Instructions to follow: Reproduce the passage of the text on defense counsel billing starting at "Risk managers also" and ending at "charge or not.".

Text segment:
——
A good way to outline such expectations by preparing a document called "Defense Counsel Guidelines." The law firm may offer such a document that you can alter as necessary, but Popp says the best guidelines are not overly specific. The goal should be to specify general expectations without trying to define every possible situation. That only drives the attorneys crazy as they try to comply, she says. "If you do that up front, you can avoid a lot of animosity that occurs when you get the bills," she says.
The alternative is to just wait and see what the law firm bills for and then hire someone else to perform a bill audit to determine what is reasonable and customary. Such audits are becoming more common, Popp says, but they can wreak havoc on your relationship with counsel.
Risk managers also should ask for an estimate of total charges when first discussing the case or problem with counsel, Popp says. While you cannot expect an exact accounting up front, the law firm should be able to give a ballpark figure for what your total charges will be. "Five years ago, you could not find defense counsel willing to give you a number. But a lot of carriers and self-insurance programs have started demanding it, and individual risk managers can, too."
Be careful not to expect too much from the estimate. Popp says it is reasonable to expect that counsel can tell you a case is not overly complicated, is likely to settle before trial, and similar cases have incurred charges of $25,000. Then as work progresses, counsel can keep you abreast of whether the case is still on track for that expected charge or not.
At Tenet, counsel was held to a 10% variance. That limit wasn’t really enforced in any way, but it served as a prompt for communication between counsel and risk manager. When the budget started going more than 10% over what was projected, counsel was expected to pick up the phone and update the risk manager.
——
Stored items from a collection:
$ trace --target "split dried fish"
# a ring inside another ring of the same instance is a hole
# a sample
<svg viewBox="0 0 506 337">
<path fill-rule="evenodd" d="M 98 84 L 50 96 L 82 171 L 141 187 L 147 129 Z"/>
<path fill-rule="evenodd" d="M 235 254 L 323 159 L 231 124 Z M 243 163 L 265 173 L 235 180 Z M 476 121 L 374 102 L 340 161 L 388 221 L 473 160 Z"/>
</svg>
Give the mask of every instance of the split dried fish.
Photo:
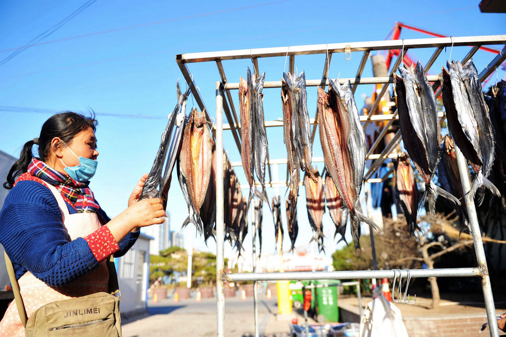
——
Solution to the problem:
Risk managers also should ask for an estimate of total charges when first discussing the case or problem with counsel, Popp says. While you cannot expect an exact accounting up front, the law firm should be able to give a ballpark figure for what your total charges will be. "Five years ago, you could not find defense counsel willing to give you a number. But a lot of carriers and self-insurance programs have started demanding it, and individual risk managers can, too."
Be careful not to expect too much from the estimate. Popp says it is reasonable to expect that counsel can tell you a case is not overly complicated, is likely to settle before trial, and similar cases have incurred charges of $25,000. Then as work progresses, counsel can keep you abreast of whether the case is still on track for that expected charge or not.